### Provided passage
»»
Arlindo: Yes, my friend, an epiphany is an experience, and for experience one to occur you need two factors, a subject and an object, i.e. duality. Spiritual or mystical experiences are but projections produced by a sattvic mind in meditation/contemplation or sometimes out of the blue due to one’s karma, an epiphany vasana cultivated in previous lives that unexpectedly fructifies.
But all mental projections are made of the same raw material called mind, and mind is subtle matter. A sattvic mind is an ideal platform from which many abnormal/mystical experiences are projected. You see, during our sleeping dream state we all experience a similar phenomenon; mind from time to time projects a world made up of dream objects and experiences, which is a manifestation of one’s causal memory, or vasanas in their causal formations.
All projections are distortions of reality, superimpositions on consciousness. Imagine a lake on a full moon night without the slightest breeze in the air. The still surface of the lake will reflect the stars and the moon just like a high-quality mirror does, with no distortions. Now, bring the breeze into the picture and the lake will develop ripples. The lake in this case no longer reflects the true reality of the night sky, but instead it will project a distorted view of it.
It’s the same with the mind: when it is agitated (rajasic) it distorts one’s views and interpretation of reality. But when it is predominantly sattvic and contemplates/meditates on the self, it tends to project a very subtle distortion we call a mystical epiphany. These mental subtle projections are objects (mithya) reflected on a sattvic mind. What is the difference then between the mind that reflects epiphanies from the one the reflects the non-dual self?
The difference we find is in mind’s degree of pure reflectivity. In mediation/contemplation, a mind seeking enlightenment still requires rajoguna. This very subtle rajoguna energy will create a subtle mental ripple and produce a subtle distortion, a mystical object of experience that can easily be taken for the self or enlightenment. But since the self cannot be experienced, due to its non-dual nature, what the seeker experiences is actually a subtle projected object, which is but an idea or symbol of the self. The seeker often develops an affinity for such objects, and if he is not in close contact with Vedanta he may easily develop a vasana for that pleasurable object of experience.
Self-realization, on the other hand, is not an experience in duality, and it requires an instant of pure mental reflectivity. A single moment of pure sattva guna, with no influences of rajoguna or tamoguna. Those are the “aha” moments, the “click” moments Ramji sometimes refers to. The mind is so deeply calm, free from any subtle extroversion – desiring or fearing nothing – that it reflects the most obvious factor, the true eternal seer of all previous distortions of reality. Is self-realization an experience? No, in the sense that all experiences are dependent on objects, and yes because for the first time the jiva realizes that he has always being the self and “experiences” himself as the self. We may call it an experience of identity – the jiva knowing and experiencing from a new platform, from his own very subjectivity as the only seer there is: limitless awareness.
Self-realization is only possible by the means of knowledge because if the knowledge of Vedanta is not well-planted in the mind of the seeker, those moments of pure sattva guna may be easily wasted and the jiva will slide into nirvikalpa samadhi, the subtlest object of experience there is, the absence of objects the yogis like to refer to as emptiness or nothingness – not much different from deep sleep. It was lovely to talk to you.
««
### Tasks to carry out
1. Copy verbatim the part of the passage on mystical epiphanies that begins at the words "Self-realization is only" and stops after "talk to you.".
2. What does the passage on mystical epiphanies say mind is?
3. Rewrite the paragraph of the passage on mystical epiphanies that opens with "All projections are distortions of reality" in a shorter form, keeping its main points.

### Source data
»»
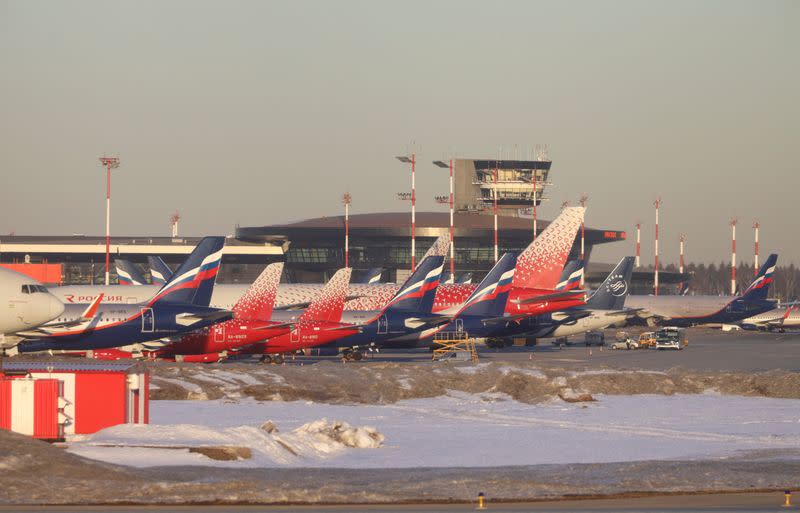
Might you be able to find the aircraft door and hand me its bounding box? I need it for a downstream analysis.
[211,324,225,344]
[142,308,156,333]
««
### Full solutions
1.
Self-realization is only possible by the means of knowledge because if the knowledge of Vedanta is not well-planted in the mind of the seeker, those moments of pure sattva guna may be easily wasted and the jiva will slide into nirvikalpa samadhi, the subtlest object of experience there is, the absence of objects the yogis like to refer to as emptiness or nothingness – not much different from deep sleep. It was lovely to talk to you.

2. Mind is subtle matter.

3. All projections distort reality and are superimposed on consciousness. On a windless full-moon night, a lake's still surface reflects the moon and stars like a high-quality mirror, without distortion. When a breeze creates ripples, the lake no longer reflects the true night sky and instead projects a distorted view of it.